* **Exercise instructions**:
Please count the lines in the items below that contain the word "shopping" and reply with only that number.

* **Record list**:
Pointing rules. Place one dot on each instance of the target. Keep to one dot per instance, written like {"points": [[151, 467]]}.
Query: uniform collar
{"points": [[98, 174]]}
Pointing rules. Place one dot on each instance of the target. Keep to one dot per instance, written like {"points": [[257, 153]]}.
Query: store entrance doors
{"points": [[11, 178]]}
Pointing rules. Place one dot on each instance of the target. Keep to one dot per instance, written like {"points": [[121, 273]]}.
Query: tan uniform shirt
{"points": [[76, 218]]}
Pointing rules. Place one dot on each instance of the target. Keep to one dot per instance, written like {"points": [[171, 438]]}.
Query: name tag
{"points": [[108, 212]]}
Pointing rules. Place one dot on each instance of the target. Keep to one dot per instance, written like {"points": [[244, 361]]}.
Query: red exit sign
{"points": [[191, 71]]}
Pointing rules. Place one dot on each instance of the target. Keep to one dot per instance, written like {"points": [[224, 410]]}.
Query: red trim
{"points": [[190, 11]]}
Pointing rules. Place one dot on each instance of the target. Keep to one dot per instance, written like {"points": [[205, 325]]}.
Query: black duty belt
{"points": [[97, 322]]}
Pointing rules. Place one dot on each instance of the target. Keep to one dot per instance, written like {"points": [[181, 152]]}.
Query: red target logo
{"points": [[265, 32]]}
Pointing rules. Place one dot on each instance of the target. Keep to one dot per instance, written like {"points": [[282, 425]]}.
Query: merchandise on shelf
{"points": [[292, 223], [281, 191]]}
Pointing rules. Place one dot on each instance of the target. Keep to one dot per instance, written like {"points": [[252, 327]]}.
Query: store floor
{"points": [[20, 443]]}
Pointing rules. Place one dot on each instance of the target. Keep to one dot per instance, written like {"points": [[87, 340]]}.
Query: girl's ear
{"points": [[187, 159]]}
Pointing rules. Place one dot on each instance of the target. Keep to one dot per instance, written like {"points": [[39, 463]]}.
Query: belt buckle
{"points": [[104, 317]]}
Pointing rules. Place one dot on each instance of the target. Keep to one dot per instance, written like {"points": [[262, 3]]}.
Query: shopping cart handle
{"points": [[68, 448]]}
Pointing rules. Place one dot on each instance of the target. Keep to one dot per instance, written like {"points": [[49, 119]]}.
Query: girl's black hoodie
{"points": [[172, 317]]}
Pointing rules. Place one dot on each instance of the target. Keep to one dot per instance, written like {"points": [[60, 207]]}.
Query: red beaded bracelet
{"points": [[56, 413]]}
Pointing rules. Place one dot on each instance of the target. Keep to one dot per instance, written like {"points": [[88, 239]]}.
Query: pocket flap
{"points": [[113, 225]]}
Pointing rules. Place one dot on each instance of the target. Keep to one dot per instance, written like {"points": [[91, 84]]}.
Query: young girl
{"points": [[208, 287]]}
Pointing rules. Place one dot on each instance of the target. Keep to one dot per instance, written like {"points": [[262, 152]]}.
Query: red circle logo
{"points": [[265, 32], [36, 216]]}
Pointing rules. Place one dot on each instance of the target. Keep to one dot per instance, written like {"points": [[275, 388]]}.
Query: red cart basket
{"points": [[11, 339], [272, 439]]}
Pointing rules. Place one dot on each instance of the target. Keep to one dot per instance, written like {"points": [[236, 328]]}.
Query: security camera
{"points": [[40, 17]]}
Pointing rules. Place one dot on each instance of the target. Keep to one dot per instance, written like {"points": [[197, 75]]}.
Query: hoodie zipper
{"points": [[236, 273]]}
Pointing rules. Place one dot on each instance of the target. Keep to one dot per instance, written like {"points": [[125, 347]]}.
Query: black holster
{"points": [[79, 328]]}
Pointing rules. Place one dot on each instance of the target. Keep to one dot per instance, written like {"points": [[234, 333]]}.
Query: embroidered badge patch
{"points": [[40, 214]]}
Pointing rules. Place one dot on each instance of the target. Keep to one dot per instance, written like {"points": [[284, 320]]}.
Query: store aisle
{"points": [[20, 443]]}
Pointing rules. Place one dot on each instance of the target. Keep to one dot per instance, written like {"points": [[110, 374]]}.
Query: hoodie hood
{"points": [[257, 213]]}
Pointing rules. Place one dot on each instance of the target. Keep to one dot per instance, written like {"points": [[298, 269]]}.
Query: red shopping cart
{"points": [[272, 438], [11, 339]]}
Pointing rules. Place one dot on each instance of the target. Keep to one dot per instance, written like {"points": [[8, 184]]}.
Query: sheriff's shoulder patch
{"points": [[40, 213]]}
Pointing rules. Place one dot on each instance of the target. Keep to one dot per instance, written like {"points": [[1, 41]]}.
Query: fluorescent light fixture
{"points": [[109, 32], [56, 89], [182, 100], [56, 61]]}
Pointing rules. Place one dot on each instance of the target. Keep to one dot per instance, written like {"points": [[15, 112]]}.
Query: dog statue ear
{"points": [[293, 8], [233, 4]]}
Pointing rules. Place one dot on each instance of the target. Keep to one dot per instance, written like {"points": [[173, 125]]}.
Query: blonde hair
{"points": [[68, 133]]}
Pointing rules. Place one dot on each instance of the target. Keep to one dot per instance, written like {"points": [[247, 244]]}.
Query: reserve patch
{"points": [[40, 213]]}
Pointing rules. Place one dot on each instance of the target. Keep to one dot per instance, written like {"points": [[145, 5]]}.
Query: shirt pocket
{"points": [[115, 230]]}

* **Written response**:
2